Task prompt = In the forum thread on summing an array in x86 NASM, extract word for word the passage that starts with "Can someone help" and goes on through "returning the result.".

BEGIN Selected text

Read 16 bits from memory in Assembly x86 NASM

2
votes

I'm trying to do a very simple exercise in assembly: sum N numbers located in contiguous memory cells. This is my actual code:

global _start 
section .data

        array: DD 300,10,20,30,40,50    ; Allocate the numbers
        arrayLen: EQU $-array           ; Get the quantity of numbers 

section .text
        _start:

        mov ecx, 0                       ; The counter
        mov ebx, 0                       ; The Accumulator

loop:   add ebx, DWORD [array+ecx]        ; get the i-th word  and add it to the accumulator
        add ecx, 4
        cmp ecx, arrayLen
        jne loop

        mov eax, 1
        int 0x80

The program is compiled and executed correctly but returns an incorrect value. The result should be 450, instead I obtain 194.

I noticed that 194 is the the same bitstream as 450, but the 9th bit is omitted. Debugging my program I argued that for some reason, that I can't understand, when I read 

[array+ecx]

It reads only 8 bits although I specified the keyword DWORD.

Can someone help me? Thanks in advance

1
assemblyx86sumnasm32-bit
Where do you see the 8-bit read? ebx is increased by a 4-byte (dword) value, that's all right. Maybe you were looking at BL, not EBX? - nullptr
When I execute the program on the terminal, it returns the value in ebx. To see this returned value, I type echo $? - sirnino

1 Answers

4
votes

The program sums up the array correctly. The problem is with returning the result.

[Answer corrected, thanks to Jester.]

You pass the return value to sys_exit() (this is what mov eax, 1; int 0x80 does). sys_exit() leaves only the lower 8 bits of the return value (other bits are used for some flags).

That's where the 9th bit is lost.

Shell observes already truncated return value and prints it out.

END Selected text
BEGIN Data provided

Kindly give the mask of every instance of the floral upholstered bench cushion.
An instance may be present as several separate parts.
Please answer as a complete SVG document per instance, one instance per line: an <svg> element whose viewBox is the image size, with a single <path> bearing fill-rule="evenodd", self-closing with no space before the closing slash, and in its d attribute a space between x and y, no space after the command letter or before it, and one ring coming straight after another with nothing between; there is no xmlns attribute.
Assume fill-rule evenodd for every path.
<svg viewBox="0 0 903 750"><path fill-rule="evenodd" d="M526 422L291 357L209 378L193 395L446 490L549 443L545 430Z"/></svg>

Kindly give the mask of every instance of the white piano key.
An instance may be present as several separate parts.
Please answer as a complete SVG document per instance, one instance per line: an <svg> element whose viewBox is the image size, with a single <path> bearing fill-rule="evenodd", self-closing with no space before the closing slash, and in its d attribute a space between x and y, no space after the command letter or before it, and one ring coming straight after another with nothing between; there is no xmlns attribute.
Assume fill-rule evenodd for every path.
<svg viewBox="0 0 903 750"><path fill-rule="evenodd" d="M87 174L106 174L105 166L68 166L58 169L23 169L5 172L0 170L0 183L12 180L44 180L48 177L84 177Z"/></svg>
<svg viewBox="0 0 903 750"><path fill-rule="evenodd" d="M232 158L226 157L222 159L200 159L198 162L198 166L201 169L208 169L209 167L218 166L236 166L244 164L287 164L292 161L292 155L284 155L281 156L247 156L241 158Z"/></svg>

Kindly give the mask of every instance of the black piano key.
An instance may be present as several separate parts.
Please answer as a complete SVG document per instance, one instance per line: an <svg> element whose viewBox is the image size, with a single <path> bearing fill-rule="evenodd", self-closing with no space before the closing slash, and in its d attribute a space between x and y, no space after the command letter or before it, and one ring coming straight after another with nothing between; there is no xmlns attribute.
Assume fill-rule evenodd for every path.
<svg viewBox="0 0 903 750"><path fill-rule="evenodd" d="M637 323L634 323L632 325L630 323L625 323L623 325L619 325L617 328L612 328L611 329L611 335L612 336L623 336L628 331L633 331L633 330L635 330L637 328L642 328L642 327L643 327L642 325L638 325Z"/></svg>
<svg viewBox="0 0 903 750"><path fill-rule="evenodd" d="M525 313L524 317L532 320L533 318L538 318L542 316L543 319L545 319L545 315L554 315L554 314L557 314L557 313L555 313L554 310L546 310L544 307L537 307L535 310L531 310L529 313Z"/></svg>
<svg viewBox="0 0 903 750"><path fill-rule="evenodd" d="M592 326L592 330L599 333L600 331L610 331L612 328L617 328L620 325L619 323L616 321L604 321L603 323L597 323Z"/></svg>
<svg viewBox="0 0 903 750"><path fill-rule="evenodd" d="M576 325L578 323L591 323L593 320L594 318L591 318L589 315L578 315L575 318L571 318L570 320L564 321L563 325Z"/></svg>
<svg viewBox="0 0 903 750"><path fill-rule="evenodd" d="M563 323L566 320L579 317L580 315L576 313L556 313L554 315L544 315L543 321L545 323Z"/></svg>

END Data provided

Task answer =
Can someone help me? Thanks in advance

1
assemblyx86sumnasm32-bit
Where do you see the 8-bit read? ebx is increased by a 4-byte (dword) value, that's all right. Maybe you were looking at BL, not EBX? - nullptr
When I execute the program on the terminal, it returns the value in ebx. To see this returned value, I type echo $? - sirnino

1 Answers

4
votes

The program sums up the array correctly. The problem is with returning the result.